▸ **WHAT IS BEING ASKED**
Reproduce the data below word for word, starting at the line containing "Where can you see the letter" and continuing through the final line, both included.

(Excerpts from a pointing dataset)
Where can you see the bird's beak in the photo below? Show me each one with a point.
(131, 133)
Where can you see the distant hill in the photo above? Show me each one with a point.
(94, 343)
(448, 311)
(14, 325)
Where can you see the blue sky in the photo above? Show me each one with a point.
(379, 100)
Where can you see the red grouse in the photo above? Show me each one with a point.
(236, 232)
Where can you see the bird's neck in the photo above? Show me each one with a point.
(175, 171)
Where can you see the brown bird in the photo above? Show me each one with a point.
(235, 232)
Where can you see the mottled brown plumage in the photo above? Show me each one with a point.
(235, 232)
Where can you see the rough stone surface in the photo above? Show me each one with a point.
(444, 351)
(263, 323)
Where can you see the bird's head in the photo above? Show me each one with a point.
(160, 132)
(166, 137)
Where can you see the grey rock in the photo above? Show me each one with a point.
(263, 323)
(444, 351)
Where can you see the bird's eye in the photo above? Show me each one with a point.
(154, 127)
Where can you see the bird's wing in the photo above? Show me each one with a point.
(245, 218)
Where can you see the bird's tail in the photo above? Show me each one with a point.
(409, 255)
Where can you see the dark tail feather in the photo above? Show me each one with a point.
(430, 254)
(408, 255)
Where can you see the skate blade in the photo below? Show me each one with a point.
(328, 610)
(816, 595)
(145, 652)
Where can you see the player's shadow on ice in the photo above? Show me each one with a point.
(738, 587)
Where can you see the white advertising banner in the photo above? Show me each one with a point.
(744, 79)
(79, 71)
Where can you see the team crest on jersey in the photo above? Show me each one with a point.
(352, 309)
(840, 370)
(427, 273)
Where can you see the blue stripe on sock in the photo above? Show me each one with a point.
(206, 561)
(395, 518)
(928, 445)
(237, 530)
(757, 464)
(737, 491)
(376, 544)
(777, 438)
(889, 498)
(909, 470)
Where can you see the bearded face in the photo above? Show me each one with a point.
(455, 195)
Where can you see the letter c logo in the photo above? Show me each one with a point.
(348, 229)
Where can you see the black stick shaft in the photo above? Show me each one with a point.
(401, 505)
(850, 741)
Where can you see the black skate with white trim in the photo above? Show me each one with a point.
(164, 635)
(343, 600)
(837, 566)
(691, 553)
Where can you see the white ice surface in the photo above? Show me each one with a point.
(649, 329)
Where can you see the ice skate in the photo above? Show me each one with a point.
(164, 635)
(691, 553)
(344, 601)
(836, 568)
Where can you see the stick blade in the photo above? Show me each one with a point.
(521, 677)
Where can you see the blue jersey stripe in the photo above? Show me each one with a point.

▸ **OUTPUT FOR THIS TASK**
Where can you see the letter c logo in the photo above? Show me each one with a point.
(348, 229)
Where can you see the black stick shaft in the photo above? Show me each one with a point.
(401, 505)
(850, 741)
Where can you see the black skate with white trim in the photo above? Show me each one with a point.
(164, 635)
(343, 600)
(837, 566)
(691, 553)
Where can you see the white ice surface in the photo above? Show me each one with a point.
(649, 329)
Where can you see the ice skate in the photo above? Show me each one with a point.
(164, 635)
(691, 553)
(344, 601)
(836, 568)
Where can you see the stick blade in the photo above? Show me each one with a point.
(521, 677)
Where can you see the blue jersey stripe in the photo above? Show me each one with a point.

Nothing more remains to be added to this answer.